[Dataset items]
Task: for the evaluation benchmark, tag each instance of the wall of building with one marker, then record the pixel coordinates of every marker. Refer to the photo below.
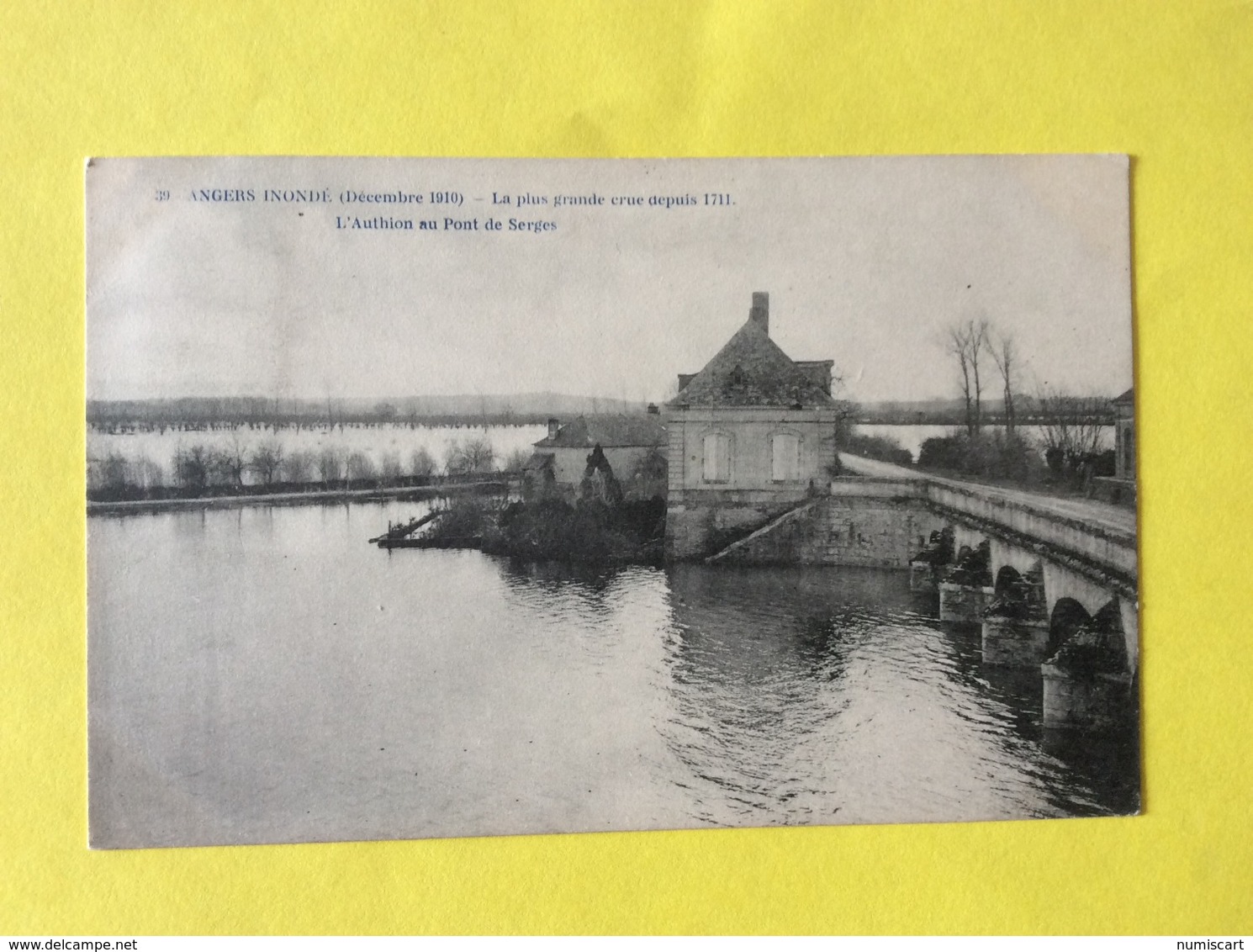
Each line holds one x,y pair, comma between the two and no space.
870,529
570,461
749,430
702,516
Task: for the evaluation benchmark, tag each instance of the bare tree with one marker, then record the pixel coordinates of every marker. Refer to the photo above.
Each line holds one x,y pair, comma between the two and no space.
421,463
267,458
233,461
1007,358
297,466
192,468
475,455
977,336
391,468
966,341
358,466
1071,427
330,463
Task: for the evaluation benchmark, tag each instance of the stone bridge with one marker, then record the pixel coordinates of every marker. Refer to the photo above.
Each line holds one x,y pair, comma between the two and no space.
1039,574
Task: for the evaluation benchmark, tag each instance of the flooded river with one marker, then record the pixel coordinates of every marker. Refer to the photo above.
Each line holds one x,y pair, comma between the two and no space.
265,675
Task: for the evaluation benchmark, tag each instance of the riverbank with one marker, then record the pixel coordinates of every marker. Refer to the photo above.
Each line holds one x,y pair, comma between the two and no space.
404,494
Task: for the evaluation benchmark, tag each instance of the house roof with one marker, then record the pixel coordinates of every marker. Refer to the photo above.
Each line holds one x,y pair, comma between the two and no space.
752,371
605,431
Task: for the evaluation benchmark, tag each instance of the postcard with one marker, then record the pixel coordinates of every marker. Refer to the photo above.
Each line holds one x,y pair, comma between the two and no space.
449,498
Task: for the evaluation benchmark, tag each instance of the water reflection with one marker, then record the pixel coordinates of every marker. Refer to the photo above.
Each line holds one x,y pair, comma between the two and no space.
262,674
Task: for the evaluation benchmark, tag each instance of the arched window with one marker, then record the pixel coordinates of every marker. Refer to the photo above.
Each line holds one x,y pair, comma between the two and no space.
716,465
785,457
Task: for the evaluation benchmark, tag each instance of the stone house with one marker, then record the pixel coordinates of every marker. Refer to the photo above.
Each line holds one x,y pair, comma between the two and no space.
1124,435
562,456
751,435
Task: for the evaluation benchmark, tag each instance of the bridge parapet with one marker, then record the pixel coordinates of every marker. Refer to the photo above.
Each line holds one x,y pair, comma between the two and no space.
1099,540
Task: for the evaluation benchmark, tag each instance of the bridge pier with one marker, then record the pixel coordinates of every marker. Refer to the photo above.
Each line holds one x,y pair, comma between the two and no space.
964,604
1102,703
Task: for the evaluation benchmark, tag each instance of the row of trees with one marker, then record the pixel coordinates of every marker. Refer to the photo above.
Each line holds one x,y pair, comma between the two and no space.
1071,429
198,468
971,343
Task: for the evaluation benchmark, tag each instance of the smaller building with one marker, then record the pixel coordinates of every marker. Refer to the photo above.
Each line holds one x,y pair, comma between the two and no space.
1124,435
626,442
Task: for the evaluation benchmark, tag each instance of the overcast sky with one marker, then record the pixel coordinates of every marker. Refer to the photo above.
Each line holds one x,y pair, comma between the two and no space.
867,261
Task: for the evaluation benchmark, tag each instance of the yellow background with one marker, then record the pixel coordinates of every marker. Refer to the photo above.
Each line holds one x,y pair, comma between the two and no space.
1171,83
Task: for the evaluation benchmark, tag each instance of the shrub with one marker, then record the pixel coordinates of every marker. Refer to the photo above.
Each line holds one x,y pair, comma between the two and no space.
879,447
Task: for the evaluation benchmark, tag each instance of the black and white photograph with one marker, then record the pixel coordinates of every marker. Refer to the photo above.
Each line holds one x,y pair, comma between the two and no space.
460,498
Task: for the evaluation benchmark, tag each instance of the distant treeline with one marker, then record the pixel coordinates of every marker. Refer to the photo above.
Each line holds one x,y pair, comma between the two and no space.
270,466
1028,411
230,412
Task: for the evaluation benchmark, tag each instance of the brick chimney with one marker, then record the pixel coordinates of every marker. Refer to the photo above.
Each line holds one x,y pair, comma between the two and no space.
761,311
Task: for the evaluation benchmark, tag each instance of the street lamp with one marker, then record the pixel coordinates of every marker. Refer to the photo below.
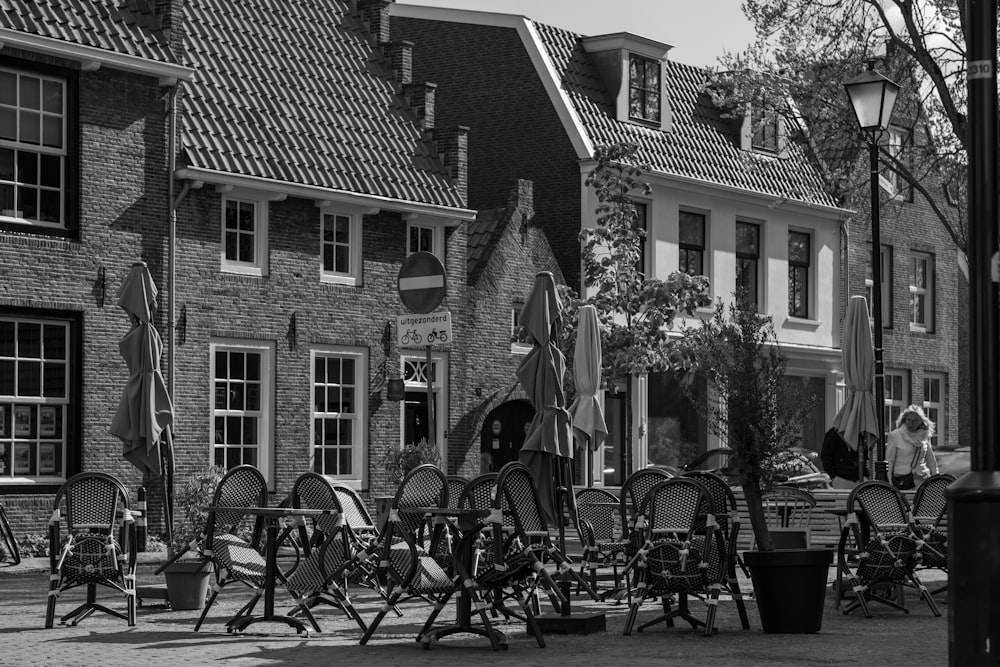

Your objective:
Which lines in the material above contain the string "house"? Return each of them in full.

Solution for this task:
Task: for the evaluation benchmark, tag each instance of the house roof with one marker, then record the pixel coordinates of every marker. Refer to the photo above.
Task: for the evaluation benchmark, tag each instance of the stone house with one marker, then record the pixel coordinates of every marker. Refer to the photo above.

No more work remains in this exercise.